Please retype all the records below exactly as they read.

==*==

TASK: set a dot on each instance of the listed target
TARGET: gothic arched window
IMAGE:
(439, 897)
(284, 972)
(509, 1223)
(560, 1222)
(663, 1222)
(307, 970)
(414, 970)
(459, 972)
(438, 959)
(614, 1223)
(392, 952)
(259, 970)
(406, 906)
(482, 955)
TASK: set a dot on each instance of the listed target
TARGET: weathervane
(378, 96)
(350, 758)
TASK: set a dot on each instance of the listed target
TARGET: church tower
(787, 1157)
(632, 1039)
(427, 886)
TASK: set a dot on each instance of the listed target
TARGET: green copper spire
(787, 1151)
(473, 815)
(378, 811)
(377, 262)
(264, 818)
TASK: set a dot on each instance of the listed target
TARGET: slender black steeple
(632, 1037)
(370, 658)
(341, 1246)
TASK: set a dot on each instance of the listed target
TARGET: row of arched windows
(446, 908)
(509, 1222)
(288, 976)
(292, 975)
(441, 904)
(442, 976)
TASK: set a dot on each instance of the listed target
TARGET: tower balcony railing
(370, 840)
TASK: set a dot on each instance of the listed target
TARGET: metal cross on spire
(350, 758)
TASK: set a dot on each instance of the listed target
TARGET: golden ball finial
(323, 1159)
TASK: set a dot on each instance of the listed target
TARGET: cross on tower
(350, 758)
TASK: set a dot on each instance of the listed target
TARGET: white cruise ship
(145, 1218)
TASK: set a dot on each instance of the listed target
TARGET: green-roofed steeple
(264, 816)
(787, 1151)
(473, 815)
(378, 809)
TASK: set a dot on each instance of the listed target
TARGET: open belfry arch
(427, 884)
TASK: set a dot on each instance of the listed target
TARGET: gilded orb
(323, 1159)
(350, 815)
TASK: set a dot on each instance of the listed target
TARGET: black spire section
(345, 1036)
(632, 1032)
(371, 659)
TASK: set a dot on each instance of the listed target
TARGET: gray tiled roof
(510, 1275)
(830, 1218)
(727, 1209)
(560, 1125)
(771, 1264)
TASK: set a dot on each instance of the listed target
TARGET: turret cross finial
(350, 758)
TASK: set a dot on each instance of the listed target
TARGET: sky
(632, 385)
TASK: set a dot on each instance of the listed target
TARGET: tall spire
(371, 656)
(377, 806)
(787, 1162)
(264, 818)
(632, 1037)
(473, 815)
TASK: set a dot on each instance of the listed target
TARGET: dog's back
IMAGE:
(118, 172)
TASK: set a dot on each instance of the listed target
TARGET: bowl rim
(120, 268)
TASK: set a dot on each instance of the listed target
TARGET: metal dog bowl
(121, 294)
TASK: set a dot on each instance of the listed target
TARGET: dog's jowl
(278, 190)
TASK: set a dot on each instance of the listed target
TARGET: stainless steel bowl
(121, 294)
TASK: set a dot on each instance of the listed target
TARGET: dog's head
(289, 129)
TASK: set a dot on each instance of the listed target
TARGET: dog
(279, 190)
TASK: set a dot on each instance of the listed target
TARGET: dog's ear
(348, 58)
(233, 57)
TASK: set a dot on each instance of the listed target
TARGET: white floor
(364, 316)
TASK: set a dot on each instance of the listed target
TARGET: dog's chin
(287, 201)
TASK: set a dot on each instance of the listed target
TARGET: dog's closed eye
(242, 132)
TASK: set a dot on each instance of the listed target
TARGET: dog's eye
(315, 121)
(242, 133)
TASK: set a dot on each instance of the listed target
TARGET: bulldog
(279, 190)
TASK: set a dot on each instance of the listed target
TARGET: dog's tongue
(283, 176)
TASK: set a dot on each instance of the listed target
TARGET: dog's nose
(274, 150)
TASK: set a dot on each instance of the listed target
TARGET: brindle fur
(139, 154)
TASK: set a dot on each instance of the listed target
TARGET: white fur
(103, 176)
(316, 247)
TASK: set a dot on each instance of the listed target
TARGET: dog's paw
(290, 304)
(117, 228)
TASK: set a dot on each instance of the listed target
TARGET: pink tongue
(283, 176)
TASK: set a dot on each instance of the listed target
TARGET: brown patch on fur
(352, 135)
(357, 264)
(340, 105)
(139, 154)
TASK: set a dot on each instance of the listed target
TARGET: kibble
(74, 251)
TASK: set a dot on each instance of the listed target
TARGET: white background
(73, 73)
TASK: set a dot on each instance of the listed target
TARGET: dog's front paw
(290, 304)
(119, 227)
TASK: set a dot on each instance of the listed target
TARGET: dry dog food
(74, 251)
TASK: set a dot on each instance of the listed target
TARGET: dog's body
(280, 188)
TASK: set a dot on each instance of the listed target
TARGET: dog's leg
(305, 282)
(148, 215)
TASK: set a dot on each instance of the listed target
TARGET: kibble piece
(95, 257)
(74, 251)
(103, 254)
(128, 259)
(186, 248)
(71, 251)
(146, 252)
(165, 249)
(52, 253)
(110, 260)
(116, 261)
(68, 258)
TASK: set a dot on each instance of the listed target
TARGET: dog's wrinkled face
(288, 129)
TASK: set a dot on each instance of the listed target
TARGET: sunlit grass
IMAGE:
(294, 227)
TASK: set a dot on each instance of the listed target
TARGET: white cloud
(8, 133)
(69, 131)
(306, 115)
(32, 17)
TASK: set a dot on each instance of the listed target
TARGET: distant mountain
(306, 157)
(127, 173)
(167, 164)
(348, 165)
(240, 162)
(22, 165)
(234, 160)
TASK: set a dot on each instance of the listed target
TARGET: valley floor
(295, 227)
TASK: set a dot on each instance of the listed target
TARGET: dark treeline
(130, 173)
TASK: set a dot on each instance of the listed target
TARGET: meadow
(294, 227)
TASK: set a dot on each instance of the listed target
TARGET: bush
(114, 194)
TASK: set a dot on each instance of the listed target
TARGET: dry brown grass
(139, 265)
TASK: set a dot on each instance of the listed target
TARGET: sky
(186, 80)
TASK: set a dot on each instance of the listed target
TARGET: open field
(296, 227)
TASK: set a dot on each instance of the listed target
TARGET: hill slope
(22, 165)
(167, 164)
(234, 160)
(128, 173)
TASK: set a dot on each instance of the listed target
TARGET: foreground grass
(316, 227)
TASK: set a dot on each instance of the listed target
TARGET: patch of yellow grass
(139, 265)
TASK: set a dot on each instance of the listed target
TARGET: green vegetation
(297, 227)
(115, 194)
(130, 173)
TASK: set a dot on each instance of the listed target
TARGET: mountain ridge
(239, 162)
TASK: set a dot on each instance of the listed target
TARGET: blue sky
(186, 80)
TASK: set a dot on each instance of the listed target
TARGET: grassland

==*==

Exercise output:
TASK: set a dot on each instance of the listed target
TARGET: gothic arched window
IMAGE:
(439, 897)
(284, 972)
(509, 1223)
(560, 1222)
(663, 1222)
(307, 970)
(414, 970)
(459, 972)
(438, 959)
(614, 1223)
(392, 952)
(259, 970)
(406, 906)
(482, 955)
TASK: set a dot on each instance of the listed target
TARGET: weathervane
(378, 96)
(350, 758)
TASK: set a dot on each instance of the listed target
TARGET: church tower
(787, 1157)
(632, 1039)
(427, 886)
TASK: set a dot on each instance of the listed target
TARGET: green copper spire
(787, 1151)
(473, 815)
(378, 811)
(377, 262)
(264, 818)
TASK: set a dot on each instance of the listed target
TARGET: slender black steeple
(632, 1037)
(370, 658)
(341, 1246)
TASK: set a dot on each instance of the listed target
TARGET: row of arched windows
(446, 908)
(509, 1222)
(288, 976)
(292, 975)
(441, 904)
(442, 976)
TASK: set a dot on each instance of the listed target
TARGET: tower balcony railing
(370, 840)
TASK: set a dot on each instance of the listed target
TARGET: metal cross on spire
(350, 758)
TASK: set a dot on each instance of the listed target
TARGET: golden ball finial
(323, 1159)
TASK: set a dot on each instance of the listed target
TARGET: cross on tower
(350, 758)
TASK: set a dot on each instance of the listed target
TARGET: white cruise ship
(145, 1218)
TASK: set a dot on each instance of the listed target
TARGET: green-roofed steeple
(264, 816)
(787, 1151)
(473, 815)
(378, 809)
TASK: set a dot on each instance of the listed target
TARGET: open belfry arch
(427, 884)
TASK: set a dot on each instance of the listed target
TARGET: gilded orb
(323, 1159)
(350, 815)
TASK: set a dot on each instance of the listed target
TARGET: black spire section
(345, 1036)
(632, 1032)
(371, 659)
TASK: set a dot on each instance of the listed target
TARGET: gray tiled roof
(510, 1275)
(830, 1218)
(727, 1209)
(560, 1125)
(771, 1264)
TASK: set a dot on each instance of the listed target
TARGET: turret cross finial
(350, 758)
TASK: set a dot on each instance of the listed target
TARGET: sky
(632, 385)
TASK: set a dot on each instance of the listed target
TARGET: tall spire
(371, 656)
(377, 806)
(787, 1162)
(264, 818)
(632, 1037)
(473, 815)
TASK: set a dot on each instance of the listed target
TARGET: dog's back
IMAGE:
(118, 172)
TASK: set a dot on each instance of the listed target
TARGET: bowl rim
(120, 268)
TASK: set a dot on each instance of the listed target
TARGET: metal dog bowl
(121, 294)
TASK: set a dot on each instance of the listed target
TARGET: dog's jowl
(278, 190)
TASK: set a dot on each instance of the listed target
TARGET: stainless steel bowl
(121, 294)
TASK: set a dot on each instance of the listed target
TARGET: dog's head
(289, 129)
TASK: set a dot on each instance of the listed target
TARGET: dog
(279, 190)
TASK: set a dot on each instance of the listed target
TARGET: dog's ear
(348, 58)
(233, 57)
TASK: set a dot on each instance of the listed target
TARGET: white floor
(364, 316)
TASK: set a dot on each instance of the listed target
TARGET: dog's chin
(287, 201)
TASK: set a dot on each instance of the listed target
TARGET: dog's closed eye
(242, 132)
TASK: set a dot on each instance of the listed target
TARGET: dog's eye
(315, 121)
(242, 133)
TASK: set a dot on each instance of the listed target
TARGET: bulldog
(279, 190)
TASK: set a dot on each instance of the listed target
TARGET: dog's tongue
(283, 176)
TASK: set a dot on each instance of the listed target
TARGET: dog's nose
(274, 150)
TASK: set a dot on each instance of the listed target
TARGET: brindle fur
(139, 154)
TASK: set a dot on each instance of the listed target
TARGET: white fur
(103, 176)
(316, 247)
TASK: set a dot on each instance of the listed target
TARGET: dog's paw
(290, 304)
(117, 228)
TASK: set a dot on each instance of the listed target
TARGET: pink tongue
(283, 176)
TASK: set a dot on each instance of the listed target
TARGET: brown patch on fur
(352, 135)
(357, 264)
(340, 105)
(139, 154)
TASK: set a dot on each instance of the listed target
TARGET: kibble
(74, 251)
TASK: set a dot on each instance of the listed target
TARGET: white background
(73, 73)
TASK: set a dot on each instance of the listed target
TARGET: dog's front paw
(290, 304)
(119, 227)
TASK: set a dot on each instance of the listed target
TARGET: dry dog food
(74, 251)
TASK: set a dot on each instance of the listed target
TARGET: dog's body
(280, 188)
TASK: set a dot on each instance of the listed target
TARGET: dog's leg
(305, 282)
(148, 215)
TASK: set a dot on each instance of the listed target
TARGET: kibble piece
(95, 257)
(74, 251)
(103, 254)
(128, 259)
(186, 248)
(71, 251)
(146, 252)
(165, 249)
(52, 253)
(110, 260)
(116, 261)
(68, 258)
TASK: set a dot on each instance of the listed target
TARGET: dog's wrinkled face
(288, 129)
TASK: set a dot on each instance of the listed target
TARGET: sunlit grass
IMAGE:
(294, 227)
TASK: set a dot on each instance of the listed target
TARGET: white cloud
(8, 133)
(69, 131)
(306, 115)
(32, 17)
TASK: set a dot on each instance of the listed target
TARGET: distant mountain
(306, 157)
(127, 173)
(167, 164)
(348, 165)
(240, 162)
(22, 165)
(234, 160)
TASK: set a dot on each instance of the listed target
TARGET: valley floor
(295, 227)
TASK: set a dot on each instance of the listed target
TARGET: dark treeline
(130, 173)
TASK: set a dot on each instance of the listed target
TARGET: meadow
(294, 227)
TASK: set a dot on each instance of the listed target
TARGET: bush
(114, 194)
TASK: set a dot on each instance of the listed target
TARGET: dry brown grass
(139, 265)
TASK: set a dot on each instance of the listed target
TARGET: sky
(186, 80)
TASK: set a dot on each instance of the listed target
TARGET: open field
(296, 227)
TASK: set a dot on each instance of the listed target
TARGET: hill slope
(22, 165)
(167, 164)
(234, 160)
(128, 173)
TASK: set a dot on each instance of the listed target
TARGET: foreground grass
(316, 227)
TASK: set a dot on each instance of the listed target
TARGET: patch of yellow grass
(139, 265)
TASK: set a dot on each instance of the listed target
TARGET: green vegetation
(297, 227)
(115, 194)
(130, 173)
TASK: set a dot on each instance of the listed target
TARGET: mountain ridge
(239, 162)
TASK: set a dot on each instance of the listed target
TARGET: blue sky
(186, 80)
TASK: set a dot on each instance of the listed target
TARGET: grassland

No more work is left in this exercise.